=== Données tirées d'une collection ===

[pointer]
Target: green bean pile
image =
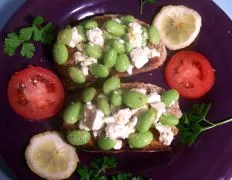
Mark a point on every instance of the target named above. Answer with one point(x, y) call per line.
point(112, 55)
point(114, 96)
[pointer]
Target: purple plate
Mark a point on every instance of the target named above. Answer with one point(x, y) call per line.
point(209, 158)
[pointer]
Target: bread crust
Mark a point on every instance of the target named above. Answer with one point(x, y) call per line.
point(153, 63)
point(155, 146)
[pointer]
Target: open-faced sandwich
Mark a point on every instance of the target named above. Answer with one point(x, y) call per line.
point(122, 117)
point(108, 44)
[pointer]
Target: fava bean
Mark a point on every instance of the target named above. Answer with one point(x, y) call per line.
point(90, 24)
point(64, 36)
point(133, 99)
point(72, 113)
point(153, 34)
point(128, 19)
point(103, 105)
point(122, 63)
point(169, 97)
point(128, 47)
point(94, 51)
point(89, 94)
point(81, 31)
point(125, 37)
point(118, 46)
point(105, 143)
point(60, 53)
point(115, 28)
point(116, 98)
point(140, 140)
point(169, 120)
point(111, 84)
point(145, 120)
point(145, 35)
point(99, 70)
point(109, 58)
point(108, 36)
point(78, 137)
point(76, 75)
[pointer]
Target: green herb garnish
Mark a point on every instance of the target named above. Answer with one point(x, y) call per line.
point(143, 2)
point(99, 166)
point(193, 123)
point(36, 32)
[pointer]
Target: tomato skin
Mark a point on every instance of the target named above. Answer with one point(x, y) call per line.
point(190, 73)
point(35, 93)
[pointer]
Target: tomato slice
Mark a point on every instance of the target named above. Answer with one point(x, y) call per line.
point(190, 73)
point(35, 93)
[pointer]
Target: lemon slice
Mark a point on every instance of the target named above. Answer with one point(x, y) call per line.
point(50, 157)
point(178, 26)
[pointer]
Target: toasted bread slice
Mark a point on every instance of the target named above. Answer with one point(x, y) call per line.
point(155, 146)
point(153, 63)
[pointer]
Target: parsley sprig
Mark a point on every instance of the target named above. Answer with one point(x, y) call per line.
point(193, 123)
point(99, 166)
point(38, 31)
point(143, 2)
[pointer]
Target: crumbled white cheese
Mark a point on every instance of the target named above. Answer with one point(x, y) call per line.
point(166, 134)
point(118, 145)
point(139, 57)
point(85, 70)
point(121, 41)
point(109, 120)
point(95, 36)
point(172, 103)
point(80, 47)
point(131, 125)
point(82, 125)
point(97, 133)
point(153, 97)
point(115, 131)
point(153, 53)
point(160, 108)
point(117, 20)
point(123, 116)
point(140, 90)
point(130, 69)
point(97, 120)
point(135, 34)
point(138, 110)
point(76, 38)
point(92, 119)
point(79, 57)
point(89, 61)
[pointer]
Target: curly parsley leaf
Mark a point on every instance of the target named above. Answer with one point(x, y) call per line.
point(97, 170)
point(27, 50)
point(36, 32)
point(193, 123)
point(25, 34)
point(143, 2)
point(11, 43)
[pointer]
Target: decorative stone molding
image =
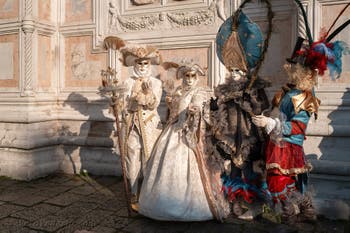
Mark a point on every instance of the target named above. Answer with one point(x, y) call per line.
point(142, 2)
point(161, 20)
point(185, 19)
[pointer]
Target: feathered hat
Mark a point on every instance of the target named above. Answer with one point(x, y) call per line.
point(133, 54)
point(240, 44)
point(322, 54)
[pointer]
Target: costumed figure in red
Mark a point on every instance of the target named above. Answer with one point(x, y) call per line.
point(294, 105)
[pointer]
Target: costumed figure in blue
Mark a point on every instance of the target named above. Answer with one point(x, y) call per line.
point(293, 105)
point(241, 48)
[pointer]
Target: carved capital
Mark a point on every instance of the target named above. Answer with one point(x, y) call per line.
point(28, 24)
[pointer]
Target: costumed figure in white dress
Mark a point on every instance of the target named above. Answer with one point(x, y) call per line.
point(287, 167)
point(141, 120)
point(177, 185)
point(241, 48)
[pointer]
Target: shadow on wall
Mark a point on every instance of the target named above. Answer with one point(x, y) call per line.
point(331, 181)
point(87, 139)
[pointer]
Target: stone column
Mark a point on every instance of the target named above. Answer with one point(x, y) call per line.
point(28, 27)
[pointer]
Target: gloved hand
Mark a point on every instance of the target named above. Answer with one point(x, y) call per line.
point(267, 122)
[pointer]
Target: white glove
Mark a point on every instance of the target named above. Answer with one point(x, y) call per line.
point(267, 122)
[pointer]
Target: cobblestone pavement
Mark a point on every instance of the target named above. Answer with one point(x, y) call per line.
point(80, 204)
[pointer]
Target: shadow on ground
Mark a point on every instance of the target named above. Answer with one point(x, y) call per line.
point(71, 203)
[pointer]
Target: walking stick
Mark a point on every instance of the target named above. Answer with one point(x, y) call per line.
point(110, 85)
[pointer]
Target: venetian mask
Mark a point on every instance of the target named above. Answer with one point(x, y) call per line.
point(143, 66)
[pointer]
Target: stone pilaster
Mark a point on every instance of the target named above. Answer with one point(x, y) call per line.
point(28, 27)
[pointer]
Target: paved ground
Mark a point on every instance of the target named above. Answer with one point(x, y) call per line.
point(77, 204)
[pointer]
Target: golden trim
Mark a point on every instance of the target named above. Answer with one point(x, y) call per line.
point(290, 171)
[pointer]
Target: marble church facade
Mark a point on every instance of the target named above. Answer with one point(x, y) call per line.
point(51, 55)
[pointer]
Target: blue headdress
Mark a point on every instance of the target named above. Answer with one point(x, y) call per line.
point(322, 54)
point(240, 43)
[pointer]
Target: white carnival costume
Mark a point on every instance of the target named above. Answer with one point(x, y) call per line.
point(173, 187)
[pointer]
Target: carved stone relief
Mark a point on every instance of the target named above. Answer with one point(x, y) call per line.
point(8, 9)
point(78, 10)
point(162, 20)
point(7, 138)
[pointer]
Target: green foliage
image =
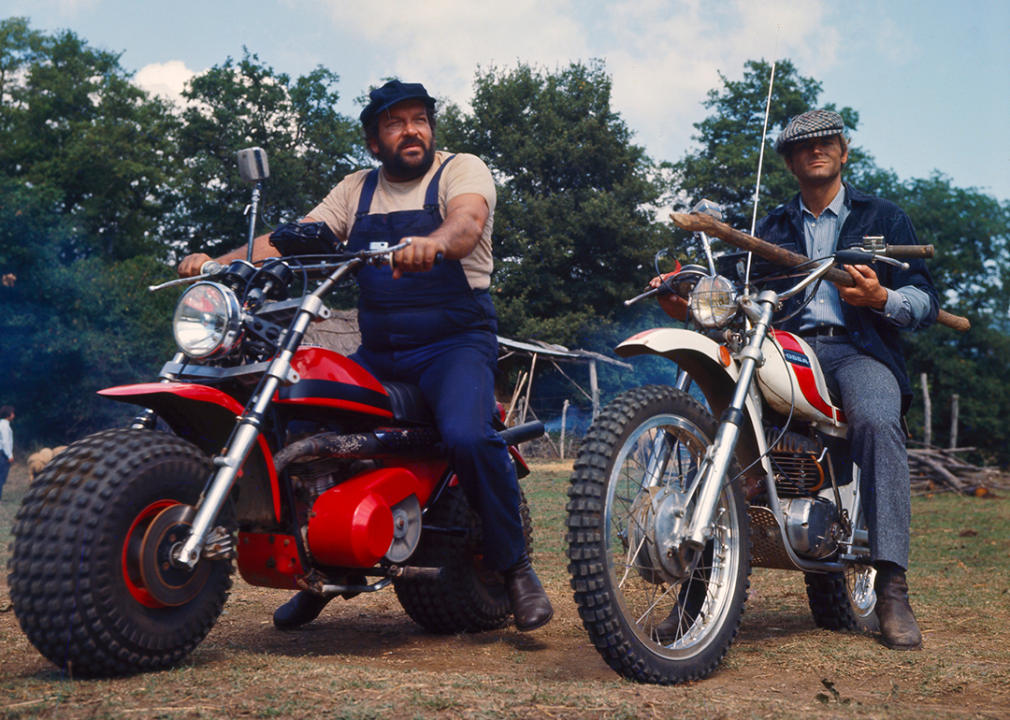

=== Consigne ===
Extrayez des données chaque ligne où figure le mot « green » et recopiez-la en entier.

=== Corrigé ===
Target: green bean pile
Target: green herb garnish
Target: green foliage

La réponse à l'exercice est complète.